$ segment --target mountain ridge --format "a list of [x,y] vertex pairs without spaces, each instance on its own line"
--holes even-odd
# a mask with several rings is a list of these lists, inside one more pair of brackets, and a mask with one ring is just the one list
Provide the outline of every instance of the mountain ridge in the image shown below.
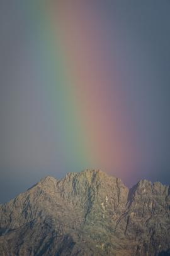
[[169,186],[144,180],[128,189],[100,170],[47,176],[0,205],[4,255],[161,255],[169,231]]

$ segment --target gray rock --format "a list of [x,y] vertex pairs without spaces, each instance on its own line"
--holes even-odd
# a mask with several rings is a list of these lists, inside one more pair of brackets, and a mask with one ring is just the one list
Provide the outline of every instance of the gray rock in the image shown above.
[[168,255],[170,187],[99,170],[47,176],[0,205],[1,255]]

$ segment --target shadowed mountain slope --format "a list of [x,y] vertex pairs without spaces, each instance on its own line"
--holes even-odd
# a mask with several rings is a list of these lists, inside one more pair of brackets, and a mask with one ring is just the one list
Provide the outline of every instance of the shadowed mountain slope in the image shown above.
[[47,176],[0,205],[1,255],[168,255],[170,187],[99,170]]

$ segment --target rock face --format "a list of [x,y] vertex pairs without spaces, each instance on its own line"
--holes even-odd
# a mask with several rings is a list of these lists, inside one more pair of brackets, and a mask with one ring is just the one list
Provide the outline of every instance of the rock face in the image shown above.
[[48,176],[0,205],[1,255],[170,255],[170,187],[101,171]]

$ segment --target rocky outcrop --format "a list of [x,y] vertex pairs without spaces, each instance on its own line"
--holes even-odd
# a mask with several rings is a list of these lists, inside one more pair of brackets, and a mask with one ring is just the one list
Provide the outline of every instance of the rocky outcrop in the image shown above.
[[48,176],[0,206],[1,255],[170,255],[170,188],[101,171]]

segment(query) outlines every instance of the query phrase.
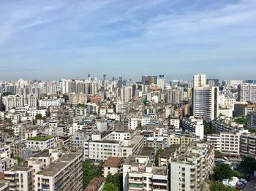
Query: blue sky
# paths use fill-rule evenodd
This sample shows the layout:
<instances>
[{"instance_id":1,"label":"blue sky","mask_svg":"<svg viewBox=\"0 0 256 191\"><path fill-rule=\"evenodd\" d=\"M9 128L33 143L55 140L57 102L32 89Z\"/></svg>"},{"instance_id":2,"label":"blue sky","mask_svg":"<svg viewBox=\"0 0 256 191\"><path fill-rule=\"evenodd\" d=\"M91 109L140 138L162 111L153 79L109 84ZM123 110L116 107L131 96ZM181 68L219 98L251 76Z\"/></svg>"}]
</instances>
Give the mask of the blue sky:
<instances>
[{"instance_id":1,"label":"blue sky","mask_svg":"<svg viewBox=\"0 0 256 191\"><path fill-rule=\"evenodd\" d=\"M256 79L255 0L1 0L0 79Z\"/></svg>"}]
</instances>

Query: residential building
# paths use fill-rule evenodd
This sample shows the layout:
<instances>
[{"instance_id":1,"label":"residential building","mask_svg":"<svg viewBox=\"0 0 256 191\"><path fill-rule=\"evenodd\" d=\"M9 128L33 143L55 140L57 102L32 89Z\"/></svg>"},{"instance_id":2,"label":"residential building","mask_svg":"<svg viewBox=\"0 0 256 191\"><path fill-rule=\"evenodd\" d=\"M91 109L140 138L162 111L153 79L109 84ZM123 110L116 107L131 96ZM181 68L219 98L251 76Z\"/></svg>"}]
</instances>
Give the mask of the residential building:
<instances>
[{"instance_id":1,"label":"residential building","mask_svg":"<svg viewBox=\"0 0 256 191\"><path fill-rule=\"evenodd\" d=\"M69 104L78 105L87 104L87 94L86 93L69 93Z\"/></svg>"},{"instance_id":2,"label":"residential building","mask_svg":"<svg viewBox=\"0 0 256 191\"><path fill-rule=\"evenodd\" d=\"M64 153L34 176L35 190L82 190L83 155L79 151Z\"/></svg>"},{"instance_id":3,"label":"residential building","mask_svg":"<svg viewBox=\"0 0 256 191\"><path fill-rule=\"evenodd\" d=\"M200 139L203 139L204 125L203 124L203 120L195 119L192 116L189 118L182 118L180 122L181 128L184 130L195 133Z\"/></svg>"},{"instance_id":4,"label":"residential building","mask_svg":"<svg viewBox=\"0 0 256 191\"><path fill-rule=\"evenodd\" d=\"M256 128L256 112L248 114L247 128Z\"/></svg>"},{"instance_id":5,"label":"residential building","mask_svg":"<svg viewBox=\"0 0 256 191\"><path fill-rule=\"evenodd\" d=\"M102 165L103 176L106 178L108 174L114 175L116 173L121 173L122 163L122 157L108 157Z\"/></svg>"},{"instance_id":6,"label":"residential building","mask_svg":"<svg viewBox=\"0 0 256 191\"><path fill-rule=\"evenodd\" d=\"M54 146L54 137L51 136L37 136L28 138L26 140L26 146L38 148L40 150L50 149Z\"/></svg>"},{"instance_id":7,"label":"residential building","mask_svg":"<svg viewBox=\"0 0 256 191\"><path fill-rule=\"evenodd\" d=\"M246 116L254 111L256 111L256 104L236 104L234 106L235 116Z\"/></svg>"},{"instance_id":8,"label":"residential building","mask_svg":"<svg viewBox=\"0 0 256 191\"><path fill-rule=\"evenodd\" d=\"M148 156L129 155L123 165L123 189L127 190L169 190L167 166L154 166Z\"/></svg>"},{"instance_id":9,"label":"residential building","mask_svg":"<svg viewBox=\"0 0 256 191\"><path fill-rule=\"evenodd\" d=\"M193 115L195 117L214 120L218 117L218 87L194 87Z\"/></svg>"},{"instance_id":10,"label":"residential building","mask_svg":"<svg viewBox=\"0 0 256 191\"><path fill-rule=\"evenodd\" d=\"M170 190L203 191L214 166L211 144L192 143L170 163Z\"/></svg>"},{"instance_id":11,"label":"residential building","mask_svg":"<svg viewBox=\"0 0 256 191\"><path fill-rule=\"evenodd\" d=\"M39 106L49 107L49 106L59 106L61 101L59 99L40 99L38 101Z\"/></svg>"},{"instance_id":12,"label":"residential building","mask_svg":"<svg viewBox=\"0 0 256 191\"><path fill-rule=\"evenodd\" d=\"M244 133L240 136L240 154L256 158L256 134Z\"/></svg>"},{"instance_id":13,"label":"residential building","mask_svg":"<svg viewBox=\"0 0 256 191\"><path fill-rule=\"evenodd\" d=\"M157 76L146 75L143 76L141 78L141 82L143 85L151 85L157 84Z\"/></svg>"}]
</instances>

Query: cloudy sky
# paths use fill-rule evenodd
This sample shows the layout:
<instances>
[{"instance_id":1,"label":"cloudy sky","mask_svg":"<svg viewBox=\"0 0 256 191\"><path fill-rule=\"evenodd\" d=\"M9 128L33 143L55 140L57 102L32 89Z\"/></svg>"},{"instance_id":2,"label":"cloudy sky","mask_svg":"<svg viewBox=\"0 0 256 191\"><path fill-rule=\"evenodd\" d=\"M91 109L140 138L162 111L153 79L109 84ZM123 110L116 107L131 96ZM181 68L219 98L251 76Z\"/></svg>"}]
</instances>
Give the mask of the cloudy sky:
<instances>
[{"instance_id":1,"label":"cloudy sky","mask_svg":"<svg viewBox=\"0 0 256 191\"><path fill-rule=\"evenodd\" d=\"M255 0L1 0L0 80L256 79Z\"/></svg>"}]
</instances>

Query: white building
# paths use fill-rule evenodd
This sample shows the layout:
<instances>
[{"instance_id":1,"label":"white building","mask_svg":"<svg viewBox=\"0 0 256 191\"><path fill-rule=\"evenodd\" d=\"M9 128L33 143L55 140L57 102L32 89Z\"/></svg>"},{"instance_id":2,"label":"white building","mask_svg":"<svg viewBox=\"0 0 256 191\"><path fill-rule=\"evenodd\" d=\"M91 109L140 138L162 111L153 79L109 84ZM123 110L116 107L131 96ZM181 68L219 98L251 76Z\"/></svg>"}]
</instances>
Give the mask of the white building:
<instances>
[{"instance_id":1,"label":"white building","mask_svg":"<svg viewBox=\"0 0 256 191\"><path fill-rule=\"evenodd\" d=\"M170 163L170 190L204 190L214 166L209 144L192 143Z\"/></svg>"},{"instance_id":2,"label":"white building","mask_svg":"<svg viewBox=\"0 0 256 191\"><path fill-rule=\"evenodd\" d=\"M38 102L39 106L42 107L59 106L61 105L59 99L40 99Z\"/></svg>"},{"instance_id":3,"label":"white building","mask_svg":"<svg viewBox=\"0 0 256 191\"><path fill-rule=\"evenodd\" d=\"M203 139L204 125L203 124L203 120L195 119L192 116L189 119L182 118L181 120L181 128L184 130L195 133L200 139Z\"/></svg>"},{"instance_id":4,"label":"white building","mask_svg":"<svg viewBox=\"0 0 256 191\"><path fill-rule=\"evenodd\" d=\"M168 168L154 166L152 162L148 156L128 157L123 165L124 191L169 190Z\"/></svg>"},{"instance_id":5,"label":"white building","mask_svg":"<svg viewBox=\"0 0 256 191\"><path fill-rule=\"evenodd\" d=\"M179 128L179 121L180 120L178 118L171 118L170 119L170 125L173 125L175 128Z\"/></svg>"},{"instance_id":6,"label":"white building","mask_svg":"<svg viewBox=\"0 0 256 191\"><path fill-rule=\"evenodd\" d=\"M51 136L28 138L26 140L26 146L27 147L38 148L40 150L52 148L54 146L54 137Z\"/></svg>"},{"instance_id":7,"label":"white building","mask_svg":"<svg viewBox=\"0 0 256 191\"><path fill-rule=\"evenodd\" d=\"M195 117L214 120L218 117L218 87L194 87L193 115Z\"/></svg>"}]
</instances>

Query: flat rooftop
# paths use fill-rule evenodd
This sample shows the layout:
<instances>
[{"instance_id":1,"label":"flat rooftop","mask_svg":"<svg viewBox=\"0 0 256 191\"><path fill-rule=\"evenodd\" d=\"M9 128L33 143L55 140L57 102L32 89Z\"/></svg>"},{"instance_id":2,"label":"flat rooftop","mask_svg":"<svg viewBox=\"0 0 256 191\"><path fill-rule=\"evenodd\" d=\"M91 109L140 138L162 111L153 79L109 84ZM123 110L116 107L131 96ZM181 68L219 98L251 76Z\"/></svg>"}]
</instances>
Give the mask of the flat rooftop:
<instances>
[{"instance_id":1,"label":"flat rooftop","mask_svg":"<svg viewBox=\"0 0 256 191\"><path fill-rule=\"evenodd\" d=\"M180 146L178 144L172 144L170 147L165 147L160 157L164 158L169 157L178 149L179 147Z\"/></svg>"},{"instance_id":2,"label":"flat rooftop","mask_svg":"<svg viewBox=\"0 0 256 191\"><path fill-rule=\"evenodd\" d=\"M81 155L80 152L65 153L60 158L51 163L45 169L37 172L37 174L42 174L45 176L53 176L80 155Z\"/></svg>"},{"instance_id":3,"label":"flat rooftop","mask_svg":"<svg viewBox=\"0 0 256 191\"><path fill-rule=\"evenodd\" d=\"M39 152L38 154L37 154L32 157L50 157L49 149L43 150L42 152Z\"/></svg>"},{"instance_id":4,"label":"flat rooftop","mask_svg":"<svg viewBox=\"0 0 256 191\"><path fill-rule=\"evenodd\" d=\"M99 189L104 182L105 179L103 177L94 178L86 187L85 191L97 191Z\"/></svg>"},{"instance_id":5,"label":"flat rooftop","mask_svg":"<svg viewBox=\"0 0 256 191\"><path fill-rule=\"evenodd\" d=\"M26 161L24 163L20 163L17 165L15 165L10 168L9 168L7 171L26 171L31 168L31 167L28 166L28 162Z\"/></svg>"},{"instance_id":6,"label":"flat rooftop","mask_svg":"<svg viewBox=\"0 0 256 191\"><path fill-rule=\"evenodd\" d=\"M122 157L110 157L107 159L107 160L104 163L103 167L105 166L110 166L110 167L118 167L120 163L122 161Z\"/></svg>"}]
</instances>

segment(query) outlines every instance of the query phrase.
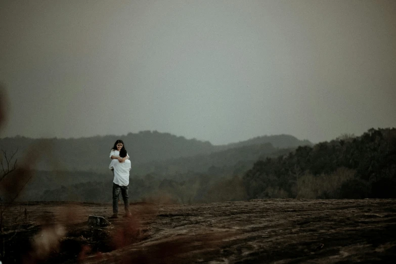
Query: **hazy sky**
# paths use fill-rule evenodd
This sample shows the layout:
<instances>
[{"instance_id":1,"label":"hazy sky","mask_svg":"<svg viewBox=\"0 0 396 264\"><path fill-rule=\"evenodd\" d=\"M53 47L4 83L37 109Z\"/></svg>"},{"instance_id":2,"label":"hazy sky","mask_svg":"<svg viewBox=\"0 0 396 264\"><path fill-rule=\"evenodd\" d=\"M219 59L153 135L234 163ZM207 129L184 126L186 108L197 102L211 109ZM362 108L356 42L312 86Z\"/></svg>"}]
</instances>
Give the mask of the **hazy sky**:
<instances>
[{"instance_id":1,"label":"hazy sky","mask_svg":"<svg viewBox=\"0 0 396 264\"><path fill-rule=\"evenodd\" d=\"M396 1L0 1L0 137L396 126Z\"/></svg>"}]
</instances>

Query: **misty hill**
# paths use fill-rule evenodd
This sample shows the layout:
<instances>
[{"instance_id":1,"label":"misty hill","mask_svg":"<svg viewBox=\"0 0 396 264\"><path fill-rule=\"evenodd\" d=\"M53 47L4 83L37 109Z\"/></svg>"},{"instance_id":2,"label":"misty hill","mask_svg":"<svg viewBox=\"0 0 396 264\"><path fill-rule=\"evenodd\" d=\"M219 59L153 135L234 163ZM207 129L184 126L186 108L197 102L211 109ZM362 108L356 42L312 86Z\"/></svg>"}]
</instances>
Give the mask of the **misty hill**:
<instances>
[{"instance_id":1,"label":"misty hill","mask_svg":"<svg viewBox=\"0 0 396 264\"><path fill-rule=\"evenodd\" d=\"M0 149L10 153L18 149L17 157L36 158L36 168L44 170L107 170L109 154L114 143L122 139L133 165L154 161L208 154L235 147L269 143L275 148L311 145L288 135L263 136L244 142L214 146L208 141L186 139L169 133L143 131L125 136L96 136L78 139L33 139L24 137L0 139Z\"/></svg>"},{"instance_id":2,"label":"misty hill","mask_svg":"<svg viewBox=\"0 0 396 264\"><path fill-rule=\"evenodd\" d=\"M313 145L309 140L299 140L292 136L282 134L256 137L237 143L230 143L224 147L226 148L238 148L244 146L262 144L267 143L271 143L275 148L281 149L296 148L299 146L312 146Z\"/></svg>"},{"instance_id":3,"label":"misty hill","mask_svg":"<svg viewBox=\"0 0 396 264\"><path fill-rule=\"evenodd\" d=\"M258 160L243 181L251 199L396 198L396 128Z\"/></svg>"}]
</instances>

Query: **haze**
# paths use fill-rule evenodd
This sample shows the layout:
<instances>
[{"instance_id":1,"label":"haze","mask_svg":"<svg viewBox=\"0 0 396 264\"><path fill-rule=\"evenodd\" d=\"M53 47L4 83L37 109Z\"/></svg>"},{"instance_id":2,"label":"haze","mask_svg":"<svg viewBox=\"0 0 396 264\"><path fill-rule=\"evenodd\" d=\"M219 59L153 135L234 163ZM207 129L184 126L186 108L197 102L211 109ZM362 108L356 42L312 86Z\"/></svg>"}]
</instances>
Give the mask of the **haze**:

GIVEN TASK:
Write out everything from the line containing "Query: **haze**" down to the end of the records, swapping "sample" for "template" and leaving all else unchanged.

RESPONSE TO THE TASK:
Query: **haze**
# paths use fill-rule evenodd
This template shows the layout:
<instances>
[{"instance_id":1,"label":"haze","mask_svg":"<svg viewBox=\"0 0 396 264\"><path fill-rule=\"evenodd\" d=\"M53 47L4 83L37 109Z\"/></svg>"},{"instance_id":2,"label":"haze","mask_svg":"<svg viewBox=\"0 0 396 264\"><path fill-rule=\"evenodd\" d=\"M219 59L153 135L234 163ZM207 129L184 126L186 108L197 102L211 109ZM362 108L356 42L312 86Z\"/></svg>"}]
</instances>
Give the mask of the **haze**:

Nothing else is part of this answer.